GOAL OF THE EXERCISE:
The answer is the line that contains "lawn and share the box coordinates?" followed by every later line of the entries below, each repeated exactly, and nothing else.

- Opening Delimiter -

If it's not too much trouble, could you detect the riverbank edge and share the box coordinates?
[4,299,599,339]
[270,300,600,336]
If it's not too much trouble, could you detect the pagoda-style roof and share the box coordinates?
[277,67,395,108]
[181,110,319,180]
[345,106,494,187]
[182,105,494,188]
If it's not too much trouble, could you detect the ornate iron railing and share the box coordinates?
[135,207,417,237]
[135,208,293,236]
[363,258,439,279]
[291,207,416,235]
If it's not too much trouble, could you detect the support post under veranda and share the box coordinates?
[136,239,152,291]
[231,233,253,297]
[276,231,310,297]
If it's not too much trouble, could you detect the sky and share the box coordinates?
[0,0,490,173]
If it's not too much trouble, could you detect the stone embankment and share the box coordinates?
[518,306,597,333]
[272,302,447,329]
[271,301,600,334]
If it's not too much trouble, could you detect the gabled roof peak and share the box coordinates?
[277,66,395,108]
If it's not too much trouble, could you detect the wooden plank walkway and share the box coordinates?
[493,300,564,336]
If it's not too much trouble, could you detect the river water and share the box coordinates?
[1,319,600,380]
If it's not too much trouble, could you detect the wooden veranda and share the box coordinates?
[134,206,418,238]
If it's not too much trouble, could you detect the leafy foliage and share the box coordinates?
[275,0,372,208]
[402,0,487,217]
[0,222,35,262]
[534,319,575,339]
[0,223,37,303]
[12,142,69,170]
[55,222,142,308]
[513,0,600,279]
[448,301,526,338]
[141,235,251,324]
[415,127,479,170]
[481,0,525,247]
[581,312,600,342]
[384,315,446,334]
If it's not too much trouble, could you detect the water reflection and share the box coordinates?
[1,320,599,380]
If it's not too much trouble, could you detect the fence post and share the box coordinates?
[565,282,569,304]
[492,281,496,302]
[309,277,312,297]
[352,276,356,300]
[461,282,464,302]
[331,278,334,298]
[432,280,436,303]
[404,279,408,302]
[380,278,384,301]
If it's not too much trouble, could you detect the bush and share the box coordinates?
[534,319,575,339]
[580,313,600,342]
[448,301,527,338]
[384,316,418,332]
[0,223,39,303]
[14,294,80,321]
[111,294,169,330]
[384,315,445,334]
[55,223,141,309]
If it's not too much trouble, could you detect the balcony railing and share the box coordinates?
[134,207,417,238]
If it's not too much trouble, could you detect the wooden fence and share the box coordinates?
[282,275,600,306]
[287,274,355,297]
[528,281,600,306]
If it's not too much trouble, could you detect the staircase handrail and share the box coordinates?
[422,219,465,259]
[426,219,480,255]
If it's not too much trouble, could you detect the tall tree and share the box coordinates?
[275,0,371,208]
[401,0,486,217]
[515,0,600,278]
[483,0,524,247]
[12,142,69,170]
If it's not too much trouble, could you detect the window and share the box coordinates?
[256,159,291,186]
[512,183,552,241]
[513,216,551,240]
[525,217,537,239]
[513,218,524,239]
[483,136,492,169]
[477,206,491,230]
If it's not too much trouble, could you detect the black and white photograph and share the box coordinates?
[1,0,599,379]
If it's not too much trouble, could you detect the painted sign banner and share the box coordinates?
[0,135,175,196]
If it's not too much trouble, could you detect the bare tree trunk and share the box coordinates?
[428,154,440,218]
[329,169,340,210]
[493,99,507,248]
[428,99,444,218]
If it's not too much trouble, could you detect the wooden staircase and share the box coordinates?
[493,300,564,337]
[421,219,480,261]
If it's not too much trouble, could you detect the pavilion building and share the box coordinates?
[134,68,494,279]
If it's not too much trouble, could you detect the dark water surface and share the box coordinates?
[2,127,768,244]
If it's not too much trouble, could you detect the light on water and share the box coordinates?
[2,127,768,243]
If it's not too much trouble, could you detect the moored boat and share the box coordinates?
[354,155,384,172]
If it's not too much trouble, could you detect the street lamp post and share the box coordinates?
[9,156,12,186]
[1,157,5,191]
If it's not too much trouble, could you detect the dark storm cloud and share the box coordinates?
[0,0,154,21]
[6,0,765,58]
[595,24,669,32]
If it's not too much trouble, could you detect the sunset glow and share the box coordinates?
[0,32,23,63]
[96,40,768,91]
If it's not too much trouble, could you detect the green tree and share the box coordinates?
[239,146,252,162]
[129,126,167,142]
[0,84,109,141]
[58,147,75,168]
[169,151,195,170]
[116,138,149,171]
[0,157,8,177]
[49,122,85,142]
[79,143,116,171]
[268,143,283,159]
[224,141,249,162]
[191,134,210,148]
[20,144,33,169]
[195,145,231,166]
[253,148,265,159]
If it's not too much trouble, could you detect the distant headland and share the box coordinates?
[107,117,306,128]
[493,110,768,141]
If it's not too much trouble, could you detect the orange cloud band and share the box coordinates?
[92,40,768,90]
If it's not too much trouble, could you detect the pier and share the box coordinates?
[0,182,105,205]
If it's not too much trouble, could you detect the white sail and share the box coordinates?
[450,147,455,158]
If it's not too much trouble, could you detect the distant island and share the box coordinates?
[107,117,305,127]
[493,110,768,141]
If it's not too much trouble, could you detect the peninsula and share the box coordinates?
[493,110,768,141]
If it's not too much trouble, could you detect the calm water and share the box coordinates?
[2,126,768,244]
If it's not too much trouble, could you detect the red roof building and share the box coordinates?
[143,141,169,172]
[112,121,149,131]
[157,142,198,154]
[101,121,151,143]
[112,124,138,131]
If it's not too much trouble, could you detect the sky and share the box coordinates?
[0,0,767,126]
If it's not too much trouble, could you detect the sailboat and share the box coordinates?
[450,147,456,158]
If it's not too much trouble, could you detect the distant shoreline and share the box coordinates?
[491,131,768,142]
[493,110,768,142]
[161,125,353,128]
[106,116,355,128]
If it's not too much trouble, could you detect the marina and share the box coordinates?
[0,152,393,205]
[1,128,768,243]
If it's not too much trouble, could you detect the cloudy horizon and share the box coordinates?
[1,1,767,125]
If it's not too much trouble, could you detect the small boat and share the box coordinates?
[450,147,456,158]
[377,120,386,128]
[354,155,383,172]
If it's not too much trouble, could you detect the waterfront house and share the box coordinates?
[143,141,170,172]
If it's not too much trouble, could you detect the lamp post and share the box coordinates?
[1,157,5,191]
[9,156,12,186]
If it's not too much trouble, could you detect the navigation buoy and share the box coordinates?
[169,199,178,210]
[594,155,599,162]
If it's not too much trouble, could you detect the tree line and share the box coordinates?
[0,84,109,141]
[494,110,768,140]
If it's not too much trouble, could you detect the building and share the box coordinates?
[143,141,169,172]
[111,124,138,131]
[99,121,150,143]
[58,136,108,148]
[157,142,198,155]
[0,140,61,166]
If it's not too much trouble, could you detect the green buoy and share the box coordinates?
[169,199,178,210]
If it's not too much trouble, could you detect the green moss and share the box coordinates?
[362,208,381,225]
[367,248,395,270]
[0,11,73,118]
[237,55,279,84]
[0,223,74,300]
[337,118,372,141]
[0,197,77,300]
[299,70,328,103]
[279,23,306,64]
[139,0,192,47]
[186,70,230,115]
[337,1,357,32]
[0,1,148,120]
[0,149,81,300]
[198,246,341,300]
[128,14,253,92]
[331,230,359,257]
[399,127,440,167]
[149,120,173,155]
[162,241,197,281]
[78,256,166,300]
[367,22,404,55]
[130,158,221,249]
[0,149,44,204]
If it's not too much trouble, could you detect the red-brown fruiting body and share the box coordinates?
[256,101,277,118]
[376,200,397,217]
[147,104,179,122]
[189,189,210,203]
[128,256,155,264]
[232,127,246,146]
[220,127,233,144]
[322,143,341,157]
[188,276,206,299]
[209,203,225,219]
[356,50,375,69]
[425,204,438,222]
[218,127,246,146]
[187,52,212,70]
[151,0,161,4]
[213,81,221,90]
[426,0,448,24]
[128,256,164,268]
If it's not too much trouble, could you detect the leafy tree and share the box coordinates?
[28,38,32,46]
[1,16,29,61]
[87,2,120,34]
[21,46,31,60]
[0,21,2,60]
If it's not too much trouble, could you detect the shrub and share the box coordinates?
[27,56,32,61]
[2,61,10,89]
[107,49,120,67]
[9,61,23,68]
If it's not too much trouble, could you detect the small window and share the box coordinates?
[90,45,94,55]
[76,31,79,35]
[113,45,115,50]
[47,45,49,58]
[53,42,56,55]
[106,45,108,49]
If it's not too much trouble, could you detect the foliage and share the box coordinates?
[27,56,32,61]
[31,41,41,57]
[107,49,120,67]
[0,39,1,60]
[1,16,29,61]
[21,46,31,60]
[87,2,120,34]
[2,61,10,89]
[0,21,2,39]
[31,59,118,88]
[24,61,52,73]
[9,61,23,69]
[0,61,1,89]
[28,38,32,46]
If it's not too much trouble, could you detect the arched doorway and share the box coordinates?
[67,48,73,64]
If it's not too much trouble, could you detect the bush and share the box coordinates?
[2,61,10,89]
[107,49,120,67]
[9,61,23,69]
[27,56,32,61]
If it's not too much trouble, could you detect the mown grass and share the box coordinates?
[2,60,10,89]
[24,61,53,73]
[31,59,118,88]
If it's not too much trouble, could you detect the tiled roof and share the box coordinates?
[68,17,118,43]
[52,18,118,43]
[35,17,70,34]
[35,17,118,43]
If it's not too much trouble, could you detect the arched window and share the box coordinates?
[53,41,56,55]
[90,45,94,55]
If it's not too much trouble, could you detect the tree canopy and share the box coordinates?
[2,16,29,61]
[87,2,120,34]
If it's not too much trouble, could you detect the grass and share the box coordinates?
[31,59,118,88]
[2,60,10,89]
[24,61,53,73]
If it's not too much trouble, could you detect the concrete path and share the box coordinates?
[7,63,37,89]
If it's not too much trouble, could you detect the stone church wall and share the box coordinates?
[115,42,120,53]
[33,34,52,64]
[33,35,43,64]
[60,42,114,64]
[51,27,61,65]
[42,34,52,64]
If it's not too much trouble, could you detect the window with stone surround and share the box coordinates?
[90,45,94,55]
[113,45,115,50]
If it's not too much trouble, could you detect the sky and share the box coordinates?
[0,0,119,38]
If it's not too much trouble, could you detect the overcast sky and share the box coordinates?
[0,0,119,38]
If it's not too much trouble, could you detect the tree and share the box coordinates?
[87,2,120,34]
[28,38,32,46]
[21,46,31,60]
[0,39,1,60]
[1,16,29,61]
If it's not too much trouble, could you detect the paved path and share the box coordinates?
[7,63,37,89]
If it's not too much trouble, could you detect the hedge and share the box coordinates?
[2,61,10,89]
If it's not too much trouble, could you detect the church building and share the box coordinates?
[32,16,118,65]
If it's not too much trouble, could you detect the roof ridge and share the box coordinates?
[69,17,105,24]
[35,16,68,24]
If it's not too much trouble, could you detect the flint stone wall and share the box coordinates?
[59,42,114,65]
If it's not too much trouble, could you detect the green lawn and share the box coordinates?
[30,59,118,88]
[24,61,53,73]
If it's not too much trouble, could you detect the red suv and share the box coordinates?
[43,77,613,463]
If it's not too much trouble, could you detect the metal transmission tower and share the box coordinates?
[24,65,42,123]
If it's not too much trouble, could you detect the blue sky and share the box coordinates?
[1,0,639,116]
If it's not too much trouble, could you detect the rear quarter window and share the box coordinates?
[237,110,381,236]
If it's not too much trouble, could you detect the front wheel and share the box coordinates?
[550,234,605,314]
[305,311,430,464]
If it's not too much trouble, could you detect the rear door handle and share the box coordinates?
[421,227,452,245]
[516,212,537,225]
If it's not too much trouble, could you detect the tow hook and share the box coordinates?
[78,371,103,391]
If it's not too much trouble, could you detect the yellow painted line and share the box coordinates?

- Closing Delimiter -

RESPONSE BOX:
If it's not too much trouble, could you detect the green lawn and share the box coordinates?
[30,59,118,88]
[24,61,53,73]
If it's not too much trouble, could you detect the red suv and share the box coordinates?
[43,77,613,463]
If it's not too much trouble, could you detect the metal transmission tower and share the box coordinates?
[24,65,42,123]
If it's not too much trouble, could you detect the blue sky and share the box coordinates?
[1,0,639,116]
If it's not too much trouble, could you detect the rear quarter window and share the box coordinates?
[237,110,381,236]
If it's not too much trouble, could you detect the front wheel and share the box coordinates?
[550,234,605,314]
[305,311,430,464]
If it's not too much trouble, could you detect the rear door handle and share the box coordinates?
[421,227,452,245]
[516,212,537,225]
If it's not too much trouble, could you detect the tow hook and share the box coordinates?
[78,371,103,391]
If it's not too much trouble, could you detect the yellow painted line and share the box coordinates?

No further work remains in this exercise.